Goal: Output only the lines from the one holding "the tree foliage?" to the end of the data below, please, copied exactly.

Given data:
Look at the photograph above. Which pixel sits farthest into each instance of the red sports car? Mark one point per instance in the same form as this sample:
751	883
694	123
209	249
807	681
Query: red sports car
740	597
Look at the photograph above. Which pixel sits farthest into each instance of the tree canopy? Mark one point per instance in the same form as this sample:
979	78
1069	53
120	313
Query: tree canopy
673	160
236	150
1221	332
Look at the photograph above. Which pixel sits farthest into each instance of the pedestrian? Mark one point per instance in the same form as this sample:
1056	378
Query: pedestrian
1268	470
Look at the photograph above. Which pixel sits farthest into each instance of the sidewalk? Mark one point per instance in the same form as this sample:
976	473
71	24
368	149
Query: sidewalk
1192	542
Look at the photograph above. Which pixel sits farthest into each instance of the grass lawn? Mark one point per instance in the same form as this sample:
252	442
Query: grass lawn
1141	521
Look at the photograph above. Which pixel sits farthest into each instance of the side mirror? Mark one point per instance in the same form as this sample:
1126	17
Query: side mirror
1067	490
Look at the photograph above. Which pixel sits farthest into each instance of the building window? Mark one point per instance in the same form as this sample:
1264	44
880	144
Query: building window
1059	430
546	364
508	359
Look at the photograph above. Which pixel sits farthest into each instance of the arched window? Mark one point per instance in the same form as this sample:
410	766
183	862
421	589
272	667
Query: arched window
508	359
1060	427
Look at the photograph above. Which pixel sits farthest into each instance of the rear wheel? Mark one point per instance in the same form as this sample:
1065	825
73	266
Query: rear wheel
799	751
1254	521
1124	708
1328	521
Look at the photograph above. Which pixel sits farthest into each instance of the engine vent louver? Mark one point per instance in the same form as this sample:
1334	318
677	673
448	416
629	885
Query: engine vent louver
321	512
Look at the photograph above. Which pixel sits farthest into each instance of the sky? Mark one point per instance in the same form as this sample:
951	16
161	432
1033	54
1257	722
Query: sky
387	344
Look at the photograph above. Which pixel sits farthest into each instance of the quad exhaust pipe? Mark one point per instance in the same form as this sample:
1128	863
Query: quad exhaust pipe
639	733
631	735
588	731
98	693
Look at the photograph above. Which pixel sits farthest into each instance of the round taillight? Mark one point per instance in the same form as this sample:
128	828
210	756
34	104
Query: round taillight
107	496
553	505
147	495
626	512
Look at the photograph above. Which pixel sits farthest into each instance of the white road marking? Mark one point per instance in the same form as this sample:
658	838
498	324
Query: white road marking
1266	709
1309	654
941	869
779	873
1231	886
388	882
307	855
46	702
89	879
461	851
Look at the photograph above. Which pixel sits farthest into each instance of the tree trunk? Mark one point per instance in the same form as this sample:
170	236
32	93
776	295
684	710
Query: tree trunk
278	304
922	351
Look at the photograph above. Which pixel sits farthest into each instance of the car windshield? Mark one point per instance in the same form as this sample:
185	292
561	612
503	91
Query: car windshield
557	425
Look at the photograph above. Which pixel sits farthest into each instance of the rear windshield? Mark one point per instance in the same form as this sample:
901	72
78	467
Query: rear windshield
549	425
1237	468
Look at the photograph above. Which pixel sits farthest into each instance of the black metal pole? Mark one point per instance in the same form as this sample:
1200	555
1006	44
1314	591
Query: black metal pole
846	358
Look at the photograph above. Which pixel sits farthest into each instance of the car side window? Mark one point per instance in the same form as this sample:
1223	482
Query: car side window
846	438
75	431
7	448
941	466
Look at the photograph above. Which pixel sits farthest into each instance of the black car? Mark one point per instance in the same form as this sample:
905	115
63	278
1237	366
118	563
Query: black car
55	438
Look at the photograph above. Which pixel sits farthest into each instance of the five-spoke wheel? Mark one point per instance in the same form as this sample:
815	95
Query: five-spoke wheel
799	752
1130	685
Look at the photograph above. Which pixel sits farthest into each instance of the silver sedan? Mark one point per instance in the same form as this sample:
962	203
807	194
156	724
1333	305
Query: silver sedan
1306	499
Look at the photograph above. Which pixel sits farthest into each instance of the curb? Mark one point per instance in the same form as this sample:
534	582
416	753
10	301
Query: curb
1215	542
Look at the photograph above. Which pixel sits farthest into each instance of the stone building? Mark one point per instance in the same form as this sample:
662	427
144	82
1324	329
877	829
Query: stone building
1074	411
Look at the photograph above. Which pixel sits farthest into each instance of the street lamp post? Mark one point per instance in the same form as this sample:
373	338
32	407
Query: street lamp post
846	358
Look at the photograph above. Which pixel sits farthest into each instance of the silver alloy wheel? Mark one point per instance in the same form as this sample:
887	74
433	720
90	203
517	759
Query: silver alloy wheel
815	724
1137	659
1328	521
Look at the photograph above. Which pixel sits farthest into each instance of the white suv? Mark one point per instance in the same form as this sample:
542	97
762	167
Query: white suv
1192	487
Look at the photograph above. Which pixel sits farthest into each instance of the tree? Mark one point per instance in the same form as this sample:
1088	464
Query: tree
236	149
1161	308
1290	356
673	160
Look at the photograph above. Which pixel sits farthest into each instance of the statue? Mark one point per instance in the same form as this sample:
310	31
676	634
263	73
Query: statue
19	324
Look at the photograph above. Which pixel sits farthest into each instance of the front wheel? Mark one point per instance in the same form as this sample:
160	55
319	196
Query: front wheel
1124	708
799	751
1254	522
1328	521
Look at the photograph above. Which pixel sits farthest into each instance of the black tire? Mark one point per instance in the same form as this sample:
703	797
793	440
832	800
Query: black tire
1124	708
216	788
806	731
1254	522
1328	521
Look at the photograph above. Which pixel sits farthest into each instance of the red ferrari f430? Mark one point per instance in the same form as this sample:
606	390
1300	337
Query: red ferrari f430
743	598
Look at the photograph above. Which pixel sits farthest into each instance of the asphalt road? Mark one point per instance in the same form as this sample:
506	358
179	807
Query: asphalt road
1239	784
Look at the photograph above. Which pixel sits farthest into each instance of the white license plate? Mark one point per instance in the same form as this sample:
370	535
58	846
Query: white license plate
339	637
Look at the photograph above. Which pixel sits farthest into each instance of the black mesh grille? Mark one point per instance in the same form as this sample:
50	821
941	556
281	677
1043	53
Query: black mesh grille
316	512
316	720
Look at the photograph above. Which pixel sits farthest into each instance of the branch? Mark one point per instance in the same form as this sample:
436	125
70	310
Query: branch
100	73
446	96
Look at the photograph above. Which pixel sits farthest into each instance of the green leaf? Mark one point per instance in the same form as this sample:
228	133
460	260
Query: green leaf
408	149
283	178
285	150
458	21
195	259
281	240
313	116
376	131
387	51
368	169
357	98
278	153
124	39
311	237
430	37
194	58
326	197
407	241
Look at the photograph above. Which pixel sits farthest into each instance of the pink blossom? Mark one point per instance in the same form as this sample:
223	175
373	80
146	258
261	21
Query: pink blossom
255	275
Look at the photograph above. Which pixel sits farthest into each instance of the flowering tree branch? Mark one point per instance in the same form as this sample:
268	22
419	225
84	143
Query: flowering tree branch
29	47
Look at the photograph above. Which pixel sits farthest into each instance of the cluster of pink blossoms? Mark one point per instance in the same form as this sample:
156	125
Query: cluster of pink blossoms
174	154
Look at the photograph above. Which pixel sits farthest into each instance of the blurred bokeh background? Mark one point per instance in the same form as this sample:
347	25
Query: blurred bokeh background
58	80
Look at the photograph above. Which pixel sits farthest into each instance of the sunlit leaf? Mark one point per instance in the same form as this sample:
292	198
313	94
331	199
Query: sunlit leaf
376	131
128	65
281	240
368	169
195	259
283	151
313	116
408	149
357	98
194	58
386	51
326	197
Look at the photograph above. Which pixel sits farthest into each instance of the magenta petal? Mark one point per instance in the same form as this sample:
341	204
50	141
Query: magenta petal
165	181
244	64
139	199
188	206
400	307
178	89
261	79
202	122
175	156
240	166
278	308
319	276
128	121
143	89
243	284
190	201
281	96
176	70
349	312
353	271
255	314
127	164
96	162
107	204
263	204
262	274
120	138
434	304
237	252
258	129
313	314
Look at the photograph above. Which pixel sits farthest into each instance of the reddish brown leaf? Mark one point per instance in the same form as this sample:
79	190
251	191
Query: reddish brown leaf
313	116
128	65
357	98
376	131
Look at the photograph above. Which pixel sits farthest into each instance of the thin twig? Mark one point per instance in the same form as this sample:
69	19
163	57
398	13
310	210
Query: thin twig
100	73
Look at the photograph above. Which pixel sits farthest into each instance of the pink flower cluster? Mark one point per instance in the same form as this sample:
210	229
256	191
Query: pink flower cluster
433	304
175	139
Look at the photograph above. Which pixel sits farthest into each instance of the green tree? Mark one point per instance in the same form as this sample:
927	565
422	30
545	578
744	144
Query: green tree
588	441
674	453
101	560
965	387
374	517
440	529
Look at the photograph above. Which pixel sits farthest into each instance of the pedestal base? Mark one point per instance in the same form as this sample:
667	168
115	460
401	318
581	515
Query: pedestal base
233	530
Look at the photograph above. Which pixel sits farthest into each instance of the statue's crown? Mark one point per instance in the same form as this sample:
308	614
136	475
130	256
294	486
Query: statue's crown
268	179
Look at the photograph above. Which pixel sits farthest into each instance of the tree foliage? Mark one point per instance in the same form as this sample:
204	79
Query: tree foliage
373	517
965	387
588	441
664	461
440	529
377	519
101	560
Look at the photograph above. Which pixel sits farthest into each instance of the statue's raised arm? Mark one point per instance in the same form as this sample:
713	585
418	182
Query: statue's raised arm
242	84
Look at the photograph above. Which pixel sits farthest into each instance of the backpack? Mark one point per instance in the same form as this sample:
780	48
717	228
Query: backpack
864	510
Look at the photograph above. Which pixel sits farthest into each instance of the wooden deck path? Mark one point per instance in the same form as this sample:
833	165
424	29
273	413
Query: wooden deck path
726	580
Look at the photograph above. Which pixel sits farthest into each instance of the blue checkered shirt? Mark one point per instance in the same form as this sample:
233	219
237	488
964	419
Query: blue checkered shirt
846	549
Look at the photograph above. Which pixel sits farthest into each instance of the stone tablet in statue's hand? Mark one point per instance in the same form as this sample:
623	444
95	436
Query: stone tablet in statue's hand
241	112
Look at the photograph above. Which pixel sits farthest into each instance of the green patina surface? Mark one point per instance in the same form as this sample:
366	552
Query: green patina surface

Exercise answer:
Look at the photograph above. Which pixel sits farthest into each instance of the tree foliage? Mark one point per instance in the same form as this sample:
204	79
Query: tree foliage
373	517
965	387
588	441
664	461
440	529
377	519
101	560
Look at the photograph above. Which pixel sits farthest into each instance of the statue's raised arm? Mark one point per instance in the same form as this sample:
713	585
418	182
Query: statue's raised arm
242	84
Look at the photograph above. Which pixel sits farthest into each instance of the backpack? Mark one point per instance in the same form as this sample:
780	48
717	228
Query: backpack
864	510
Look at the photograph above. Which pixel sits farthest into each instance of the wooden deck path? Mark one point per instance in the same form as this sample:
833	165
424	29
273	413
Query: wooden deck path
726	580
Look at the photograph above. Which pixel sits farthest into each instance of the blue checkered shirt? Mark one point per instance in the same form as this sample:
233	219
237	488
964	419
Query: blue checkered shirt
846	549
Look at the photograph above. Which pixel sits farthest into each instance of the stone tablet in statue's hand? Mark one point per instance in the same form as this sample:
623	444
95	436
Query: stone tablet in statue's hand
241	112
Look at the photograph above. Which pixel sits farthest into each instance of the green patina surface? Mark one point per instance in the same form as this sample:
366	552
Query: green patina surface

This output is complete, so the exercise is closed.